* [Рабочее задание] Перескажите короче или в виде списка абзац из текста для анализа, который начинается словами «Я не уверена, что когда-нибудь узнаю». Главные факты должны остаться.

* [Текст для анализа]
Я не уверена, что когда-нибудь узнаю, что значит жить «нормальной жизнью», но одно было ясно: мы с Марком были за обочиной. Мы жили, дышали, разговаривали и мыслили аутизмом. У Марка хотя бы была его работа, чтобы отвлечься, но даже он признавался, что между телефонными звонками и встречами, навязчивые мысли об аутизме неизменно лезли в голову.

Стоял июнь. Мы жили каждым днём, радовались тому, что он дарил нам, стараясь не задумываться о том, что готовило нам завтра.

Я жаждала тишины и была счастлива, если в течение дня или вечером выпадали моменты, когда я могла побыть наедине с собой. Я сидела на диване или забиралась под одеяло: не читала, не разговаривала, просто пыталась оторваться от реальности, балуя себя минутами тишины и спокойствия.

Часть моих дружеских отношений распалась. У кризиса есть характерная черта: устраивать проверки на прочность дружеским отношениям. Часть выдерживает, часть – нет.

* [Набор строк]
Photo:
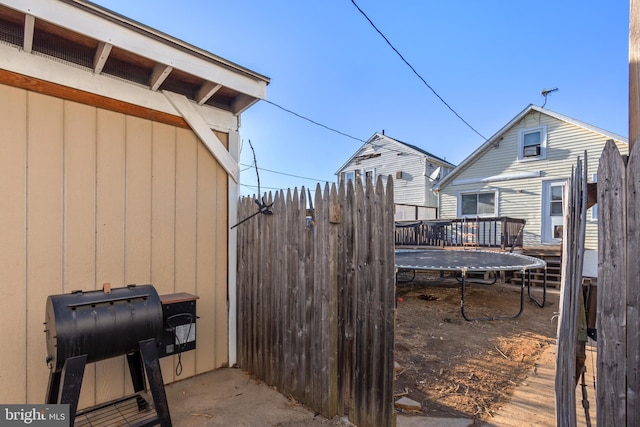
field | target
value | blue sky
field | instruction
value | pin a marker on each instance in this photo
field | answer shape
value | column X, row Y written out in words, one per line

* [Решение задания]
- Неизвестно, удастся ли когда-нибудь узнать, что значит жить «нормальной жизнью».
- Мы с Марком оказались за обочиной: вся наша жизнь крутилась вокруг аутизма.
- Марка отвлекала работа, но и у него между звонками и встречами в голову неизменно лезли навязчивые мысли об аутизме.